◆ Prompt ◆
The entries below must be retyped exactly. Pictures are to be omitted.

(Source data)
-*-

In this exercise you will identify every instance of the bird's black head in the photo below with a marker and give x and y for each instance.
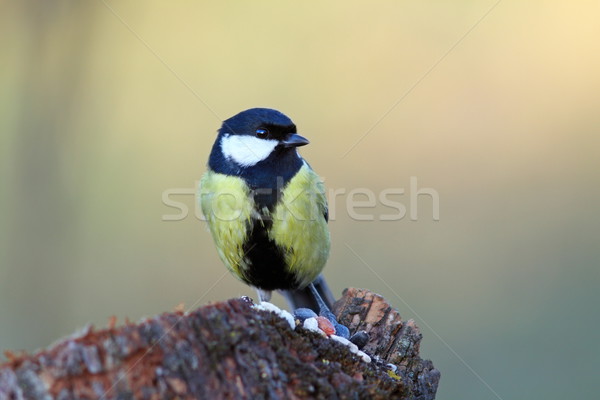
(256, 135)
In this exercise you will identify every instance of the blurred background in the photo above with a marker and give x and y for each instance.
(107, 107)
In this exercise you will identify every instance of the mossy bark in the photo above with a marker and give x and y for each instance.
(228, 350)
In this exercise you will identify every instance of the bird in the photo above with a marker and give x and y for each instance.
(267, 209)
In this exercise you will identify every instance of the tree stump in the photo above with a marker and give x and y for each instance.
(229, 350)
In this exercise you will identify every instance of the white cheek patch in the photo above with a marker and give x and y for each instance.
(246, 150)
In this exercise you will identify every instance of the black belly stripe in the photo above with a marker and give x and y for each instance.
(268, 270)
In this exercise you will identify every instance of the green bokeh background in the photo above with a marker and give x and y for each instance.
(106, 105)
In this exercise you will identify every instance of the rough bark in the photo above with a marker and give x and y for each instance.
(229, 350)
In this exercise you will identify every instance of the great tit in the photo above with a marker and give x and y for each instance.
(266, 208)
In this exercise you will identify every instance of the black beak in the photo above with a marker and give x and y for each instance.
(294, 140)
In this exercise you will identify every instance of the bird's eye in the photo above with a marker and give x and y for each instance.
(262, 133)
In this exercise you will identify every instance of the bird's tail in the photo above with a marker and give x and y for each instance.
(303, 298)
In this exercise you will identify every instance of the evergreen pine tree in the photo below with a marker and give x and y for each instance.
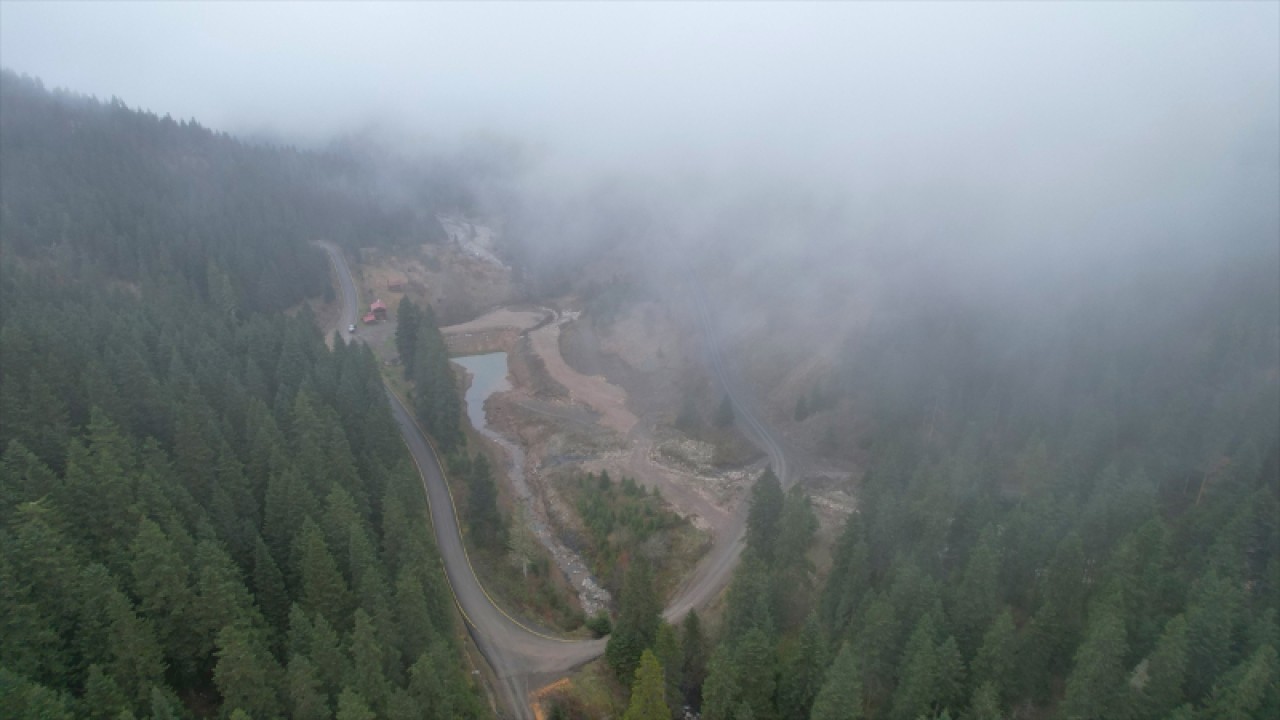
(648, 701)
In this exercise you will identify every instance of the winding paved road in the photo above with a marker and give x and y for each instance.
(524, 657)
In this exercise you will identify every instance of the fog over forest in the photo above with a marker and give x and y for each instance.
(1036, 132)
(849, 360)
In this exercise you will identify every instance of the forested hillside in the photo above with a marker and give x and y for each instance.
(1072, 509)
(205, 510)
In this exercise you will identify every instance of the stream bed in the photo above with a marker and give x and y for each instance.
(488, 377)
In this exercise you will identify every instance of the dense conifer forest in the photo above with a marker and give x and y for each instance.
(205, 510)
(1070, 510)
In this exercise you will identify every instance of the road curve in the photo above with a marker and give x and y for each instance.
(714, 569)
(520, 656)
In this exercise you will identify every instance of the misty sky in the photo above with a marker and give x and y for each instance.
(795, 85)
(1031, 126)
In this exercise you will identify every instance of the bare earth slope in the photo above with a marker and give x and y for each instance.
(522, 657)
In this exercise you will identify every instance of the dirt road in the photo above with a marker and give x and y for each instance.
(520, 656)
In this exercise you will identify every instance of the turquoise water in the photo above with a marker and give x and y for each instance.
(488, 376)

-*-

◆ Response ◆
In this exercise you will identify every instance of the bird's black head in the photo below with a marker and give x and y for each instance.
(256, 135)
In this exercise you will identify every instance of the blurred background in the photo above with a marker and give x and y for each instance.
(107, 107)
In this exercise you will identify every instance of the mossy bark in the photo above with a marker and give x and y for each instance.
(228, 350)
In this exercise you will identify every instance of the bird in the photo above with a marker and give x and y for each instance.
(267, 209)
In this exercise you will identify every instance of the tree stump in the photo above with a marker and give x and y for each instance.
(229, 350)
In this exercise you will identify every instance of the white cheek patch in the photo above with a marker and give x and y for each instance.
(246, 150)
In this exercise you will identify every instance of the black belly stripe in the photo above with a marker and give x and y for each instance.
(268, 270)
In this exercise you will identify every instance of the green bokeh background in the photo above with a marker and give x and y for each instance.
(106, 105)
In this exercise you will identify every instance of the rough bark in the photo above with a marker and give x and y for each instance.
(229, 350)
In this exercise you will identify every instance of the great tit in the photo above with a marker and give x and y for each instance.
(266, 208)
In this exercise you will identify every instance of the black beak in the photo above with a marker and give x and y for each instance.
(294, 140)
In this exercise you will identify every instance of the bird's eye in the photo above with a marker and give x and y for each instance.
(262, 133)
In this exercise you will identify every instance of the bird's tail in the photo above with a marker and give x and y for each instance.
(303, 298)
In this exercise you will identify every instance of the evergreen pine tree in the photo below with a marker and give x and y for each instance.
(648, 701)
In this exercise you will identify every instance of the winding paved road in the photo above with a marker and give x and y for each instance.
(524, 657)
In this exercise you will identify every instance of the fog over forest in the photo above with a marker and give x and y for each instance.
(1036, 132)
(849, 360)
In this exercise you will identify every instance of the forested hillside in the photo above with a marker and give x and y for each instance.
(1072, 509)
(205, 510)
In this exercise you will identify every instance of the stream bed in the photo above with a marker and give x and y for each instance.
(488, 377)
In this exercise you will identify every instance of the dense conifer forest in the photo above with a marker and give x and y for each instance.
(205, 510)
(1070, 510)
In this exercise you will identify every instance of the road curve in the photo above with a marker and give x and y for each instance.
(714, 569)
(520, 656)
In this exercise you will identify every instance of the misty sky in the photo above with a marker and give x and y for each instance.
(795, 85)
(1031, 126)
In this exercise you will identify every instance of the bare earth slope in the photo above with a marker and give x and y for each instance.
(522, 657)
In this exercise you will identify every instance of the dirt road in the photo above with a marker and give x and y for each instance.
(520, 656)
In this exercise you will identify every instance of the turquoise water in the photo above with a marker and give x and y for each instance.
(488, 376)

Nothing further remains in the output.